Copy out all lines from the entries below in which "segment" occurs.

========================================

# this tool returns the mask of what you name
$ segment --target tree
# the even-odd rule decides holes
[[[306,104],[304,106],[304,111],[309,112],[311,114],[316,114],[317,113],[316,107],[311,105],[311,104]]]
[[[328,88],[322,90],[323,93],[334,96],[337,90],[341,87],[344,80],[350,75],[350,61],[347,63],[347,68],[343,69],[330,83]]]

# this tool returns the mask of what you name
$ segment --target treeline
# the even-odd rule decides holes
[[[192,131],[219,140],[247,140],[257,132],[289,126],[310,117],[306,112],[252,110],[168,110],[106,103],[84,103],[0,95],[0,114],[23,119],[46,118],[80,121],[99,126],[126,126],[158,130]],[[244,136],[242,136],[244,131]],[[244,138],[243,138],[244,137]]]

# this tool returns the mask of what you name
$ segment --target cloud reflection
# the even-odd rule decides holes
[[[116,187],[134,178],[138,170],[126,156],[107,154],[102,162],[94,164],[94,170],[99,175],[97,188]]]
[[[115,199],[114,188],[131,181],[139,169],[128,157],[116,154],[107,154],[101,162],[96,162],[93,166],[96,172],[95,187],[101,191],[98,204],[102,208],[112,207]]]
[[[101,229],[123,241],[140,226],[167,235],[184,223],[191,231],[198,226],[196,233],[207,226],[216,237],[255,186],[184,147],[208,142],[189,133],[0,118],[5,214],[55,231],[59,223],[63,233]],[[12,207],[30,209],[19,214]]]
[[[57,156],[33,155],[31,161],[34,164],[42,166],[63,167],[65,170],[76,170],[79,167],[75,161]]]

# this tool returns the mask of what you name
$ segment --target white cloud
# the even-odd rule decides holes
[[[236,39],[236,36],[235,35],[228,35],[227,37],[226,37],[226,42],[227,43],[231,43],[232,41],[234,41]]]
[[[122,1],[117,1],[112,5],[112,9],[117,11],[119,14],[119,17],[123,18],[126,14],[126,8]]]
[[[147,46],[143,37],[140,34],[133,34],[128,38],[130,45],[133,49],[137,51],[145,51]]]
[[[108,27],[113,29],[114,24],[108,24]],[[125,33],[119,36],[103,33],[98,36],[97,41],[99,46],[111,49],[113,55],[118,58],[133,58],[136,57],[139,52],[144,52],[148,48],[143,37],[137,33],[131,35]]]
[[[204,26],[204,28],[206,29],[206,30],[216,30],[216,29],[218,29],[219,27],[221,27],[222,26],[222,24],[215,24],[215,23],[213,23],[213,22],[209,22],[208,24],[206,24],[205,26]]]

========================================

**SOLUTION**.
$ segment --target tree
$ segment --target treeline
$ segment --target cloud reflection
$ segment --target white cloud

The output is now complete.